The input:
==============================
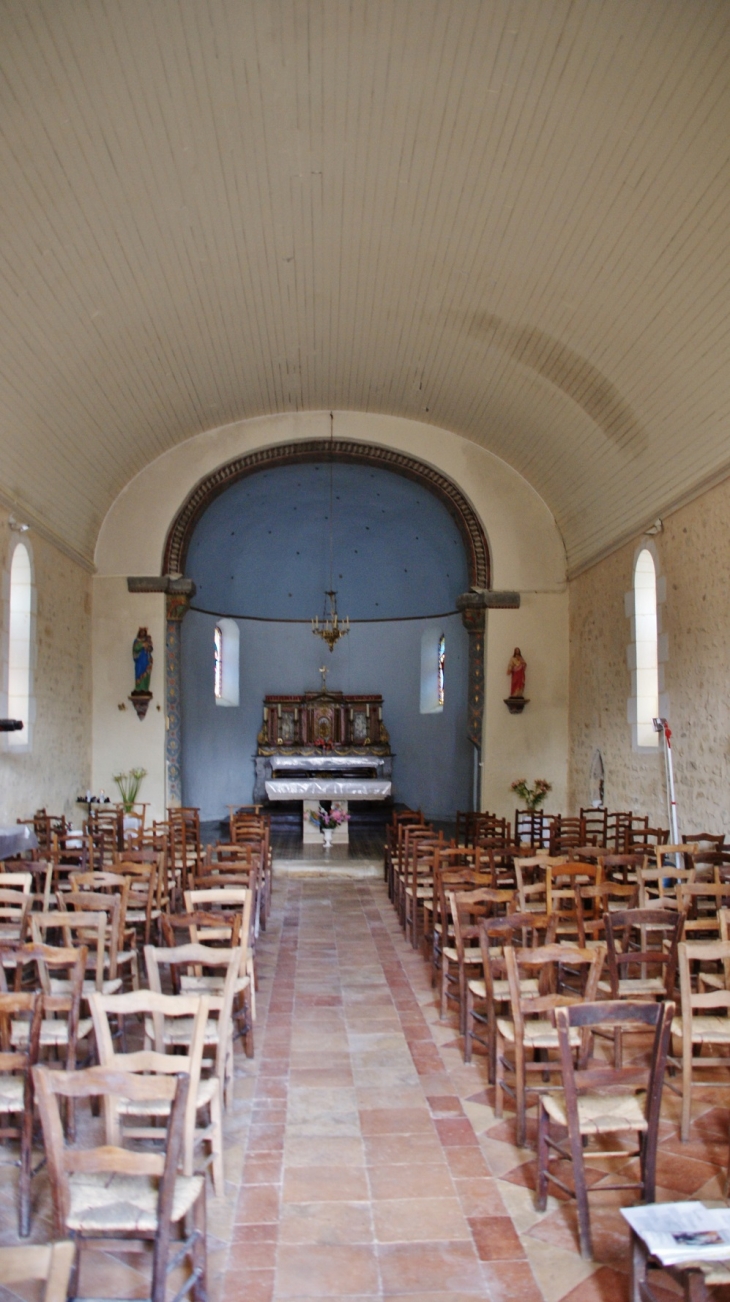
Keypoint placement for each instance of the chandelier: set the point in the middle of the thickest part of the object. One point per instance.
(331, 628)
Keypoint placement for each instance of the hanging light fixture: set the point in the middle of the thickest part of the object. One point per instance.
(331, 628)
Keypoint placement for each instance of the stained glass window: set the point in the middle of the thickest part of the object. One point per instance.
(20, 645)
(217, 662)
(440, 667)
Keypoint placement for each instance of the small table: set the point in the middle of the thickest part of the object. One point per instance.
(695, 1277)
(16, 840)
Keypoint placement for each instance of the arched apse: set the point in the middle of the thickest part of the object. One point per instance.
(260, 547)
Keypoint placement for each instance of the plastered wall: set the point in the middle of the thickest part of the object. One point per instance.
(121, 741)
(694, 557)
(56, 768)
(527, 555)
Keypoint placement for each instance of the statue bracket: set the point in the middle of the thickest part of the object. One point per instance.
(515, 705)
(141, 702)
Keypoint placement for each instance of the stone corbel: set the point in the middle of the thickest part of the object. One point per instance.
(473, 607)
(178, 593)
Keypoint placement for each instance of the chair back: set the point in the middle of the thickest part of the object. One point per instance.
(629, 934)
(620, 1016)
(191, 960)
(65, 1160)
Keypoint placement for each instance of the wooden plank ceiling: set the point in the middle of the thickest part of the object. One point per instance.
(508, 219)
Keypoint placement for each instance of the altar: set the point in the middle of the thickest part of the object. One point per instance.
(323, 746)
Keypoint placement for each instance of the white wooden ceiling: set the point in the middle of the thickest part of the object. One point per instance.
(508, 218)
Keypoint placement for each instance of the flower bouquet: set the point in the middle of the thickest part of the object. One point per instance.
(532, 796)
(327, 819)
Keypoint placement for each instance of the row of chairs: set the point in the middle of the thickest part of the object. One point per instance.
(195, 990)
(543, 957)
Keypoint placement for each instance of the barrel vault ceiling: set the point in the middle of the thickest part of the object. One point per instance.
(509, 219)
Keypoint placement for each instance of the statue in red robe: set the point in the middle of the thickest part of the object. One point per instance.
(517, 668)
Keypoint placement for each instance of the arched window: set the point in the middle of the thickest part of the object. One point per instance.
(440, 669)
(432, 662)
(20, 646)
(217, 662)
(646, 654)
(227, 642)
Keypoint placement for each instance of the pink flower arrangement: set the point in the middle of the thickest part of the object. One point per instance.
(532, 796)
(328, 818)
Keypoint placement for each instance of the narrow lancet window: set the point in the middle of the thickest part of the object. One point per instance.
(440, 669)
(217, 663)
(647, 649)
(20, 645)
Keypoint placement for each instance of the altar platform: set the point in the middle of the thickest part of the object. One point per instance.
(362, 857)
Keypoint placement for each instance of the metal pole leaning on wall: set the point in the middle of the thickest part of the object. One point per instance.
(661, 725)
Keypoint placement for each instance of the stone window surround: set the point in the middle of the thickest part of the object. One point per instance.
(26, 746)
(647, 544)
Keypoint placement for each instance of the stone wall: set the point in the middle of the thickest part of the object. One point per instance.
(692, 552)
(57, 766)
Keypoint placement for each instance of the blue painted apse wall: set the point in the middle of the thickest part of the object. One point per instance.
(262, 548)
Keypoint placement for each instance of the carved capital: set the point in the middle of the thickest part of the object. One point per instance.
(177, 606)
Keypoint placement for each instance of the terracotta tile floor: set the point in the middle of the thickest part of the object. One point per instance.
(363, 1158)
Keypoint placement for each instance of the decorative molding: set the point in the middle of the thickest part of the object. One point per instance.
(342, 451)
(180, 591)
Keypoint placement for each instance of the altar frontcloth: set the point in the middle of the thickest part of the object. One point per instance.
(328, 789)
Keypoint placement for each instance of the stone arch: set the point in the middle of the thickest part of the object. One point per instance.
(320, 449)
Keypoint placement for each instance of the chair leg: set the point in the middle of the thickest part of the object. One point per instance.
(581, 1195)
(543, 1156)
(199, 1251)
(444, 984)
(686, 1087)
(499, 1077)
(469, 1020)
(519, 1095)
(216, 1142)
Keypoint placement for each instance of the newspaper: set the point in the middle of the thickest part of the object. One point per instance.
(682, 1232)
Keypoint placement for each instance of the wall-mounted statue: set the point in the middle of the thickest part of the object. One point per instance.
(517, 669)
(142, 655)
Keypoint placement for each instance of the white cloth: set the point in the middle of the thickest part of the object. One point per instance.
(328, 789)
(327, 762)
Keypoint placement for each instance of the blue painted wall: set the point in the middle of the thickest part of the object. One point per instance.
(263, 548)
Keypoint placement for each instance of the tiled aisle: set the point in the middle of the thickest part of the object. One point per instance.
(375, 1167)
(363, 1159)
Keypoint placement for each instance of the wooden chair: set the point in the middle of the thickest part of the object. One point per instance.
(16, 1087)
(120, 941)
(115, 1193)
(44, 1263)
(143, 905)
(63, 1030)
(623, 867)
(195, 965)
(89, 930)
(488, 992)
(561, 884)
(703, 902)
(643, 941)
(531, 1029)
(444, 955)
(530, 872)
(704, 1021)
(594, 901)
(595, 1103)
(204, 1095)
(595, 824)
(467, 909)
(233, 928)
==============================
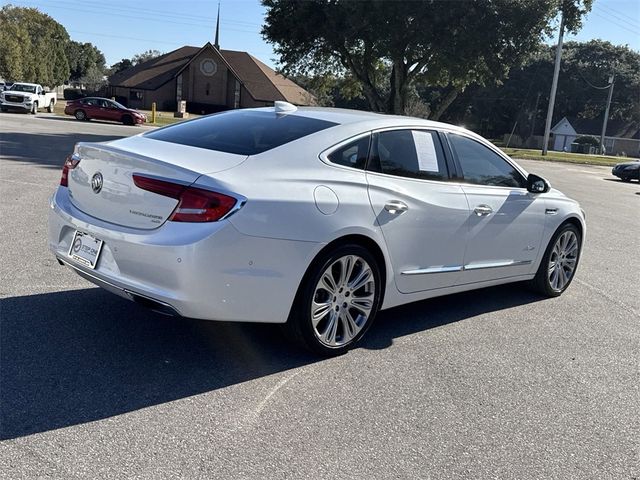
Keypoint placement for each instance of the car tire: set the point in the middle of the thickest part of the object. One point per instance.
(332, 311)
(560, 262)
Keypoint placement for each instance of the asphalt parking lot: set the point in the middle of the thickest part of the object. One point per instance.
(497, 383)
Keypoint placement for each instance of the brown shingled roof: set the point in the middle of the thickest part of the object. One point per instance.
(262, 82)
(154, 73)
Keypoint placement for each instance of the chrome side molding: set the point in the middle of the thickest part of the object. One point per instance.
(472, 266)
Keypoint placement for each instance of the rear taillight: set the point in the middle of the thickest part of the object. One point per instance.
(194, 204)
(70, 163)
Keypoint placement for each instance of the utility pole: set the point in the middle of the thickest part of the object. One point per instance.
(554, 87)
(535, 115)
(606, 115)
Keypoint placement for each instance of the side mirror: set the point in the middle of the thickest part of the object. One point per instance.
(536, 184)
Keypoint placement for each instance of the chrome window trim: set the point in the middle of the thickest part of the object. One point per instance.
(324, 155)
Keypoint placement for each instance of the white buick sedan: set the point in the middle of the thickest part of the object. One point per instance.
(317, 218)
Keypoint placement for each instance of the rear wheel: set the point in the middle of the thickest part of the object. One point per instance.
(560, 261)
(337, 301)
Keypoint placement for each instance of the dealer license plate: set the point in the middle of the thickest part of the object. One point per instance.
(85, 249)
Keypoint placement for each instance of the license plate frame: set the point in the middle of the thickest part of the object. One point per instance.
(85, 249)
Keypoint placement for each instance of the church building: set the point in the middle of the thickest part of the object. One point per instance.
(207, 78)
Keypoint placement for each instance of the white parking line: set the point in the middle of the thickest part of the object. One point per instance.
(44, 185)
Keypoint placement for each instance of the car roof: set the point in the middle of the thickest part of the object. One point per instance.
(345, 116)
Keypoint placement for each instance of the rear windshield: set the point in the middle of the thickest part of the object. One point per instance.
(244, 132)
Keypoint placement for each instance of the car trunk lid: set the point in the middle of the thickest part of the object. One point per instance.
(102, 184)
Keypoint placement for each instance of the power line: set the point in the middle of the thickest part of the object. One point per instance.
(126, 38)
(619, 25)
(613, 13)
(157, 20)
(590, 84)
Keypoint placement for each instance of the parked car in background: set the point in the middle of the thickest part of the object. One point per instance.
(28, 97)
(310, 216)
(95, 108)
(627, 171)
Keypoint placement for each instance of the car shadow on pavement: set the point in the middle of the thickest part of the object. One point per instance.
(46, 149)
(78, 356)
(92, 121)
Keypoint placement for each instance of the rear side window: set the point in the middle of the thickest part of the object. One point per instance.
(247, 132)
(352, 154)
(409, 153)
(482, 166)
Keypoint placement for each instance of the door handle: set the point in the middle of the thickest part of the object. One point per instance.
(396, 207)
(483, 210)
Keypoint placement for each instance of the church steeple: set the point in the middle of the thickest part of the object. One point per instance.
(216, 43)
==============================
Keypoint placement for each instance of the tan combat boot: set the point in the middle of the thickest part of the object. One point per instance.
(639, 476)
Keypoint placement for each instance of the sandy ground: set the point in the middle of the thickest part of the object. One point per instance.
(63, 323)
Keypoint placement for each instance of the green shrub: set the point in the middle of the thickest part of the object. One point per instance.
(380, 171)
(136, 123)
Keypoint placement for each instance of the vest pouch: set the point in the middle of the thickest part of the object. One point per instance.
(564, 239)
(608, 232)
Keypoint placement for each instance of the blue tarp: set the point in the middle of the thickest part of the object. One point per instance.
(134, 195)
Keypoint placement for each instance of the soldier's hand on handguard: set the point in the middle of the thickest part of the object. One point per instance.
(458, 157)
==============================
What you will do:
Identify each line of the data above that contains the string "stone", and copy those lines. Matches must have the same capitalization.

Expected answer:
Keypoint placement for each instance of the stone corbel: set the point in the middle of the thickest part of the object. One point per instance.
Keypoint placement for each instance of the stone window surround: set the point in the middle of the thickest part of the object. One point per instance.
Keypoint placement for each instance of the stone wall: set the point in the middle of the thickest part of the object. One point per instance.
Keypoint placement for each instance of the stone arch: set the point in the middle of the thickest part of the object. One point per instance.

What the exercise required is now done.